- _WORKING DATA_
____

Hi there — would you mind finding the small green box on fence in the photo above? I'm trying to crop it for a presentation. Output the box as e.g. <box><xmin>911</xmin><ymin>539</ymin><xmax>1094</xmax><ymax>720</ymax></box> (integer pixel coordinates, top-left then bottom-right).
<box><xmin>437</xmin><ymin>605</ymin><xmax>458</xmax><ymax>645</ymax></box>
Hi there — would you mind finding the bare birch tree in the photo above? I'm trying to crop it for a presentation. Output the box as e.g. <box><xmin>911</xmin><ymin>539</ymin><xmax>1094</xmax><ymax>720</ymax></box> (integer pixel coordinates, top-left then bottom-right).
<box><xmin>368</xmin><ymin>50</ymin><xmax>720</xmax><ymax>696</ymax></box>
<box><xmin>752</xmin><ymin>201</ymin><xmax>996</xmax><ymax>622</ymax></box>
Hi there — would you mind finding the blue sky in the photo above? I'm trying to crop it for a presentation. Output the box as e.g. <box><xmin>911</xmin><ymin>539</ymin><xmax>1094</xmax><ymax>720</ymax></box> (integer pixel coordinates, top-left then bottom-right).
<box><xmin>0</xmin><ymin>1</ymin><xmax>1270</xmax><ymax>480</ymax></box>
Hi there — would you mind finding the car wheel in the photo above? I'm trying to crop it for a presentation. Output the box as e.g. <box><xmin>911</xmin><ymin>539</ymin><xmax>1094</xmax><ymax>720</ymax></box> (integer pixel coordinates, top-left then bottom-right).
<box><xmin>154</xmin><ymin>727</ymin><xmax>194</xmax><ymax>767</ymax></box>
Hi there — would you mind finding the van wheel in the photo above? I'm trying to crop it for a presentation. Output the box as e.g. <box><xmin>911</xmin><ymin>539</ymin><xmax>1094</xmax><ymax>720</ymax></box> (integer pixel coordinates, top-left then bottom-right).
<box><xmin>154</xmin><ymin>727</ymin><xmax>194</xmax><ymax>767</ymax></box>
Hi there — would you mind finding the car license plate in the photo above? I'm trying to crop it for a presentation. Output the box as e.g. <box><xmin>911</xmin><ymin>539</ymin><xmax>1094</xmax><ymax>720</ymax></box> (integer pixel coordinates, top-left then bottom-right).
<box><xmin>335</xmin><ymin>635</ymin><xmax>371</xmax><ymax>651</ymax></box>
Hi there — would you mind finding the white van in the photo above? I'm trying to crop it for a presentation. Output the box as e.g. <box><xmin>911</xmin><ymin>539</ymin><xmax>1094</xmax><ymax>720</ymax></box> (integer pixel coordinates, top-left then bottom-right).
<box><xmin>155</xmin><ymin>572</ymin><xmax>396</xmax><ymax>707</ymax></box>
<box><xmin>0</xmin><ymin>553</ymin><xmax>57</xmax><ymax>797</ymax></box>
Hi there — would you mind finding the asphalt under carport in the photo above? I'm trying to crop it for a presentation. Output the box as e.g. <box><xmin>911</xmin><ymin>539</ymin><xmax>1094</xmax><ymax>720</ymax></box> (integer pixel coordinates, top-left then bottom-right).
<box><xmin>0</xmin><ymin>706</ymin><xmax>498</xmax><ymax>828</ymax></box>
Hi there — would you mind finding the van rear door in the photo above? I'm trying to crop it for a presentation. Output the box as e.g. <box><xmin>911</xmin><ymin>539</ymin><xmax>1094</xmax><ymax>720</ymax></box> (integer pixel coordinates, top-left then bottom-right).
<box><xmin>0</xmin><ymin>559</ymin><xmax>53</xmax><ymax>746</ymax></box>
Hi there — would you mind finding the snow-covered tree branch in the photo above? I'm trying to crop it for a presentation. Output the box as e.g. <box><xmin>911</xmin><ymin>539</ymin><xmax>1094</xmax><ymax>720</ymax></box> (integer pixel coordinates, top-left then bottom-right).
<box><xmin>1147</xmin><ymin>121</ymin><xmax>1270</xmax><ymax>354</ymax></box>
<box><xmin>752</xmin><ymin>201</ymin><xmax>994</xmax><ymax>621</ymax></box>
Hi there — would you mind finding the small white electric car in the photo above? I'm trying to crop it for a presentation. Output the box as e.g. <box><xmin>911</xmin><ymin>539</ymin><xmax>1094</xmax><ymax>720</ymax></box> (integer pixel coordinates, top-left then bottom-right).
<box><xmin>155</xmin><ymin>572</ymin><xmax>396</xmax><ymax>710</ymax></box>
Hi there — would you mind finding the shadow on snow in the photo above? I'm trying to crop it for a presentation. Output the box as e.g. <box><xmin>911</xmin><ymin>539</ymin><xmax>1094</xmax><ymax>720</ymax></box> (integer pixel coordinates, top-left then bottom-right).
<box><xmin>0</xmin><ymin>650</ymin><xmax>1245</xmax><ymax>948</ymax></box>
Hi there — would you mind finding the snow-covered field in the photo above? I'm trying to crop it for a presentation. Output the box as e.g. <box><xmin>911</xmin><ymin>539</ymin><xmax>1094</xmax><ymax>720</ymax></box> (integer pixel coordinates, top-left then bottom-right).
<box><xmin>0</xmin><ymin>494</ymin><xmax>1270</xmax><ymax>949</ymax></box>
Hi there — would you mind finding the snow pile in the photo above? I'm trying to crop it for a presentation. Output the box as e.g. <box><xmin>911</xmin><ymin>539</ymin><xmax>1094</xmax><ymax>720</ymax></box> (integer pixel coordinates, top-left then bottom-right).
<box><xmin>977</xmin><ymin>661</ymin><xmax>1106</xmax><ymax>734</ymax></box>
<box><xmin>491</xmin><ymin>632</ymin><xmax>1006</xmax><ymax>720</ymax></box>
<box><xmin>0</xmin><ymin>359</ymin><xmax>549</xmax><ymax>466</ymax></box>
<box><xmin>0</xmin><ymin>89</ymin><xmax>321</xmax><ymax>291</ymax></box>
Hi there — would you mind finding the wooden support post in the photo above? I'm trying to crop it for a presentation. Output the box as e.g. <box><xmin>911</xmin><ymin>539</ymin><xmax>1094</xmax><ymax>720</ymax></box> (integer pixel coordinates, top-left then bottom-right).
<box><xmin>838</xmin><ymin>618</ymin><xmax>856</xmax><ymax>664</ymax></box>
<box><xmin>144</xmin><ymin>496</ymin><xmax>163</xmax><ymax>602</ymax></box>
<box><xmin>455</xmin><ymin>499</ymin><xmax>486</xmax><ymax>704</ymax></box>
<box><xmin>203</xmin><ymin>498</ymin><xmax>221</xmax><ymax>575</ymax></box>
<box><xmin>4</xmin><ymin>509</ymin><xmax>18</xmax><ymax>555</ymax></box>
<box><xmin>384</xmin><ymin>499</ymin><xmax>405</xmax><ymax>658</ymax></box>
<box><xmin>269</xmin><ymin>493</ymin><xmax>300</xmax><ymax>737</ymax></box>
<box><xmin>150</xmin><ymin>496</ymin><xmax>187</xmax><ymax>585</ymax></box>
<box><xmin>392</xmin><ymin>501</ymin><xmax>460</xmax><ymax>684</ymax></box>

____

- _EXERCISE AIM_
Identify every line in the entries above that contains the string "tree", and copy each one in full.

- _EXERCISE RESPONSE_
Hi there — would you mind finding the bare birch tree in the photo above? I'm trying to crop it for a presentation. Output the box as e.g. <box><xmin>911</xmin><ymin>539</ymin><xmax>1094</xmax><ymax>720</ymax></box> (integer pixel coordinates, top-left then bottom-right).
Hi there — would you mind finding the snow-covered tree branch in the photo above? I'm trying to crop it for a presentation. Output the box as e.g. <box><xmin>911</xmin><ymin>539</ymin><xmax>1094</xmax><ymax>720</ymax></box> (integer pixel coordinates, top-left then bottom-right).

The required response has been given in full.